# Aim A:
Copy the passage on Middle East nuclear capacity from "Source: U.S. Energy" to "capacity by 2020.".

# Passage given:

Source: U.S. Energy Information Administration, International Energy Statistics, International Atomic Energy Agency, Reuters, and Bloomberg
Nuclear electricity generation capacity in the Middle East is expected to increase from 3.6 gigawatts (GW) in 2018 to 14.1 GW by 2028 because of new construction starts and recent agreements between Middle East countries and nuclear vendors. The United Arab Emirates (UAE) will lead near-term growth by installing 5.4 GW of nuclear capacity by 2020.
The growth in nuclear capacity in the Middle East is largely attributable to countries in the region seeking to enhance energy security by reducing reliance on fossil fuel resources. Fossil fuels accounted for 97% of electricity production in the Middle East in 2017, with natural gas accounting for about 66% of electricity generation and oil for 31%. The remaining 3% of electricity generation in Middle East countries comes from nuclear, hydroelectricity, and other renewables.
Middle East countries are also adopting nuclear generation to meet increasing electricity demand resulting from population and economic growth. Regional electricity production was more than 1,000 billion kilowatthours (kWh) in 2017, and EIA expects electricity demand to increase 30% by 2028, based on projections in the latest International Energy Outlook. This growth rate is higher than the average global growth rate of 18% over that same period, and higher than the 24% expected growth in non-OECD (Organization for Economic Cooperation and Development) countries.

# Aim B:
Present every one of the rows below as a numbered list, omitting any blank lines.

# Input data:
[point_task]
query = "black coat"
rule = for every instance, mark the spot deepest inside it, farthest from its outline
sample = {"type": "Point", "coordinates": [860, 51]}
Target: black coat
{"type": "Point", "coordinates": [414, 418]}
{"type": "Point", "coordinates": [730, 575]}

# Answer A:
Source: U.S. Energy Information Administration, International Energy Statistics, International Atomic Energy Agency, Reuters, and Bloomberg
Nuclear electricity generation capacity in the Middle East is expected to increase from 3.6 gigawatts (GW) in 2018 to 14.1 GW by 2028 because of new construction starts and recent agreements between Middle East countries and nuclear vendors. The United Arab Emirates (UAE) will lead near-term growth by installing 5.4 GW of nuclear capacity by 2020.

# Answer B:
1. [point_task]
2. query = "black coat"
3. rule = for every instance, mark the spot deepest inside it, farthest from its outline
4. sample = {"type": "Point", "coordinates": [860, 51]}
5. Target: black coat
6. {"type": "Point", "coordinates": [414, 418]}
7. {"type": "Point", "coordinates": [730, 575]}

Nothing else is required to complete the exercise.